++++ Fragmento proporcionado ++++

R.J. Wieland
El eterno plan de salvación suscitará siempre profundos
interrogantes. ¿Contiene el mensaje de 1888 verdades singulares que lo
diferencian de la comprensión propia de las iglesias populares, guardadoras del
domingo pagano-papal? ¿Cumplió Cristo realmente alguna cosa en favor de toda la
raza humana? ¿Dio algo a “todo hombre”? Si es así, ¿qué le dio? ¿O bien le hizo
meramente una oferta, dejándonos a nosotros la iniciativa en la salvación?
Si hay realmente mayor luz en el “preciosísimo mensaje” que el
Señor nos dio en la era de 1888, ¿cómo se materializa en la vida práctica
cotidiana del cristiano? En otras palabras: ¿es un mensaje para hoy?
P:
¿Nacen perdidos, los bebés?
R: La Biblia es clara: “en Adán” se perdió la totalidad de la raza
humana, ya que él nos pasó lo único que poseía: una naturaleza humana caída,
pecaminosa, separada de Dios. Además, “todos pecaron, y están destituidos de la
gloria de Dios” (Rom 3:23). Ninguno de nosotros nace equipado con la fe.

++++

Tarea asignada 1: Selecciona cada línea de las entradas que contenga la palabra "dirt", respetando mayúsculas y minúsculas.

++++ Entradas proporcionadas ++++

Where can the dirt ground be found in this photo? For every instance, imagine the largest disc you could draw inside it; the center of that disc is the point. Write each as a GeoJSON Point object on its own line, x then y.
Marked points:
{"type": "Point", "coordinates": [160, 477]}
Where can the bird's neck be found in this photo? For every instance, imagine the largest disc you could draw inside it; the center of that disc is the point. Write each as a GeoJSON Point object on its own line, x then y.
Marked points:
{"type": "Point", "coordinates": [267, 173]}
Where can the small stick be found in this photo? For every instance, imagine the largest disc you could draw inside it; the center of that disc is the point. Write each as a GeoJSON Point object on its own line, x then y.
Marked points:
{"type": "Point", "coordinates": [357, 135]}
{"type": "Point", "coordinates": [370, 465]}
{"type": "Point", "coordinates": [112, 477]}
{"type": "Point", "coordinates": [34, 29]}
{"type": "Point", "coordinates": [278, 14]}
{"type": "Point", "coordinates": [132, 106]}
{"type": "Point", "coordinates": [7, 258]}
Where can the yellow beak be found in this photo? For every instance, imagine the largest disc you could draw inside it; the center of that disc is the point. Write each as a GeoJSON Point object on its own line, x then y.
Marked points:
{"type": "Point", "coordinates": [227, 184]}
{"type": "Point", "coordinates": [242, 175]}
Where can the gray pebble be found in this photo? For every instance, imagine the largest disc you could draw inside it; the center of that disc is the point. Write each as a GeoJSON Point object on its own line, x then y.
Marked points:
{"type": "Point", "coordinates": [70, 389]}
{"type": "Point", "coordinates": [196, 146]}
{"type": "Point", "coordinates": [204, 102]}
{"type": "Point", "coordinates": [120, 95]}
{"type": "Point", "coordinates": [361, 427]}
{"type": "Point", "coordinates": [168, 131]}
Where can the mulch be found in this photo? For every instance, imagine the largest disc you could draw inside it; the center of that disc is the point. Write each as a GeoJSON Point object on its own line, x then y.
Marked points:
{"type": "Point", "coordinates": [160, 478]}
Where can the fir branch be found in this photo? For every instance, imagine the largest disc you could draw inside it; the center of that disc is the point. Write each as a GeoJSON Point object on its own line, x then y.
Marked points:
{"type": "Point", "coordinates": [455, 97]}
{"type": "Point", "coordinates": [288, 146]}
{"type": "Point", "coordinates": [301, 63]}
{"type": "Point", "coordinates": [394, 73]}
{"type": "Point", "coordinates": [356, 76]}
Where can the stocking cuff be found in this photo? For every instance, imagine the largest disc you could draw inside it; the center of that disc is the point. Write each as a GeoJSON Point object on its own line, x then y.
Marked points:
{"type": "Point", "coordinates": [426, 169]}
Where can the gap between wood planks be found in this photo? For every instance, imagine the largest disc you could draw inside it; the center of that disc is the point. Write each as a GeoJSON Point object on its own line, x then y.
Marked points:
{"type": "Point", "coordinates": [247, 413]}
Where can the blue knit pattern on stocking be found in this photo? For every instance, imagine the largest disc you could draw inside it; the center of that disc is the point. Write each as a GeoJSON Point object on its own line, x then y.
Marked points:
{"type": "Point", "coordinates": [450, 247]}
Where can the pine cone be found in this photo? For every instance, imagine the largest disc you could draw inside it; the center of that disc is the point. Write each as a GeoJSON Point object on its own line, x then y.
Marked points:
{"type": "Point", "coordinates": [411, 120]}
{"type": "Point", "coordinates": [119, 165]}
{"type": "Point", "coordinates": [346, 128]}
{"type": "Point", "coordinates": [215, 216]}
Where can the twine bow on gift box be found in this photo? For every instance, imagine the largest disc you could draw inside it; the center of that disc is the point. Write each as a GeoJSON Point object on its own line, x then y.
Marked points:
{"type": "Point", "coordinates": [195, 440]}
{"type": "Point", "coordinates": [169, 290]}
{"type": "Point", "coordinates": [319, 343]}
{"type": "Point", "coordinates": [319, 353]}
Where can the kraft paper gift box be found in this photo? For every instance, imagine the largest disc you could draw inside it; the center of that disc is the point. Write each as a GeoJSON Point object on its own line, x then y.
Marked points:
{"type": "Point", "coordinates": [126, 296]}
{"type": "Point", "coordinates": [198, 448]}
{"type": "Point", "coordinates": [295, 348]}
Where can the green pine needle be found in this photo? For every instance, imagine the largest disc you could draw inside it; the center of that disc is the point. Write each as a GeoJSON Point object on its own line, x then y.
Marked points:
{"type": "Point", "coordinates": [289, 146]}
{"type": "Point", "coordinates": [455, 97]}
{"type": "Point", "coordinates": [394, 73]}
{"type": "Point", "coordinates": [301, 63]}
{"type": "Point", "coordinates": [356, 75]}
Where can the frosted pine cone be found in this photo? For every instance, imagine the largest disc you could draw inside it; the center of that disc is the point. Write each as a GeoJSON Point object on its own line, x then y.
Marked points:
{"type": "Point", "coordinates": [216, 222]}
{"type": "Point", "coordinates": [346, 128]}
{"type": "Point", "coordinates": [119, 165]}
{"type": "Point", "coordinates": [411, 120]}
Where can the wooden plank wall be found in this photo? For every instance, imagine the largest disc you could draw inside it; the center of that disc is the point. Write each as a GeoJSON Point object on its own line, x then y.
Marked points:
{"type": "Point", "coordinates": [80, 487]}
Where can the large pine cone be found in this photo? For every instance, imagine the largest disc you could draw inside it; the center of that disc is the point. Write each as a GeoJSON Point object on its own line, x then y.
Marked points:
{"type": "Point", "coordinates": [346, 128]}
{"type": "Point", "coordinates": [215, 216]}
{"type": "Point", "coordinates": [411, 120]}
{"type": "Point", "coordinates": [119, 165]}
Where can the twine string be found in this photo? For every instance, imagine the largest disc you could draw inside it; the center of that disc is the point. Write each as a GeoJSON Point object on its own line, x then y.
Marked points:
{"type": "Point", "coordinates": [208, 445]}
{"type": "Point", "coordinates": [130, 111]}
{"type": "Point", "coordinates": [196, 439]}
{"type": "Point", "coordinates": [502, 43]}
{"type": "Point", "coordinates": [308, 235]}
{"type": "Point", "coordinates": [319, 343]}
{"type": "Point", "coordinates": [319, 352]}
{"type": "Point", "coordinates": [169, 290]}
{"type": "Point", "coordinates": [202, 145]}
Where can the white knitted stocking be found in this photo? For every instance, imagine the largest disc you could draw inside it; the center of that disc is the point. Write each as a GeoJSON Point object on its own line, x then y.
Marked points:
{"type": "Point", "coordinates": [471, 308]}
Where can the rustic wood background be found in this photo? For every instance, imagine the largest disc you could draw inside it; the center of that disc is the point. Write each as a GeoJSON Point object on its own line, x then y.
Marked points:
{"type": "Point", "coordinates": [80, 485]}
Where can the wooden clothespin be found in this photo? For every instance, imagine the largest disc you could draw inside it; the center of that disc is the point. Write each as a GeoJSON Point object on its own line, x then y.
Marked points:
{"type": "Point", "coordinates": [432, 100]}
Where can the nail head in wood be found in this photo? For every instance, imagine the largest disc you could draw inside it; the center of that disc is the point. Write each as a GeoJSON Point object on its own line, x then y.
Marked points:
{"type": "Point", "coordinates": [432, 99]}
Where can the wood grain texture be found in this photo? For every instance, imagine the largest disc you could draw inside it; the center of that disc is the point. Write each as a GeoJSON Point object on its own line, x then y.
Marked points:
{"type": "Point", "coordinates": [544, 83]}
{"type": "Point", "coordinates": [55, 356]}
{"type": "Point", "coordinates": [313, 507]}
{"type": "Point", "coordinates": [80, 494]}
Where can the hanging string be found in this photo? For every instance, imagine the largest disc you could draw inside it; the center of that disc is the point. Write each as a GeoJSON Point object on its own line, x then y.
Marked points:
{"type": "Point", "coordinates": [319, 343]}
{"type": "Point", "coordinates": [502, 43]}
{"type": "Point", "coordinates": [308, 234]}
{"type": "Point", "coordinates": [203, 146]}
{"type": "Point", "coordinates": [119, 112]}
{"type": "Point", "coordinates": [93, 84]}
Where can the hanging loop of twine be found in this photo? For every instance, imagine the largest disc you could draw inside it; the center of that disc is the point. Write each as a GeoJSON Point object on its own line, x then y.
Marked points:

++++

Tarea asignada 2: Según el texto sobre el mensaje de 1888, ¿qué fue lo único que Adán nos pasó?

Resultado 1:
Where can the dirt ground be found in this photo? For every instance, imagine the largest disc you could draw inside it; the center of that disc is the point. Write each as a GeoJSON Point object on its own line, x then y.

Resultado 2: Una naturaleza humana caída, pecaminosa, separada de Dios.